_PROBLEM DETAILS_.
What lines of the data hold the string "indicate"? Pull each one out.

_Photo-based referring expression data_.
------------------------------

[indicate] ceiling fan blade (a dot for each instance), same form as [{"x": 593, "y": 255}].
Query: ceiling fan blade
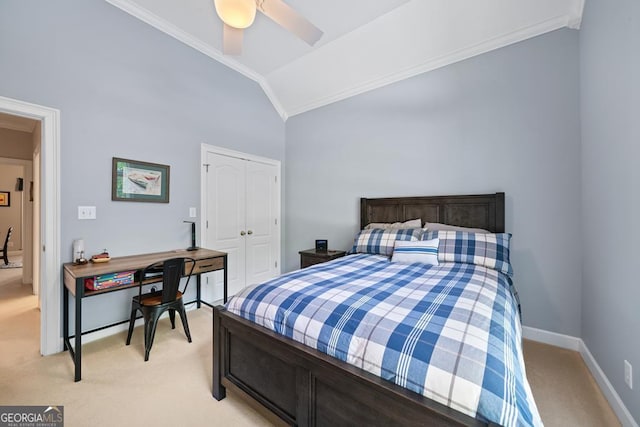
[
  {"x": 232, "y": 40},
  {"x": 291, "y": 20}
]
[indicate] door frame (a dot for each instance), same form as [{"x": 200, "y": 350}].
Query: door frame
[
  {"x": 206, "y": 148},
  {"x": 49, "y": 268},
  {"x": 26, "y": 222}
]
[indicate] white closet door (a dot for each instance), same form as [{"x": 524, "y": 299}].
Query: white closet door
[
  {"x": 262, "y": 249},
  {"x": 226, "y": 206}
]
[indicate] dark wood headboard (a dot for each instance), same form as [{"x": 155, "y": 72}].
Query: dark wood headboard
[{"x": 477, "y": 211}]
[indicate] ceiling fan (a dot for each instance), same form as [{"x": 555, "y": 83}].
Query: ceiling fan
[{"x": 239, "y": 14}]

------------------------------

_RESULT BELOW_.
[indicate] ceiling fan blade (a dot for each instance), same form as [{"x": 593, "y": 255}].
[indicate] door frame (a dot for each instance), same form as [{"x": 200, "y": 350}].
[indicate] white closet door (a dot for each instance), same form as [{"x": 524, "y": 299}].
[indicate] dark wood headboard (a dot for each instance), same form as [{"x": 155, "y": 72}].
[indicate] ceiling fan (a dot for each instance), same form as [{"x": 555, "y": 83}].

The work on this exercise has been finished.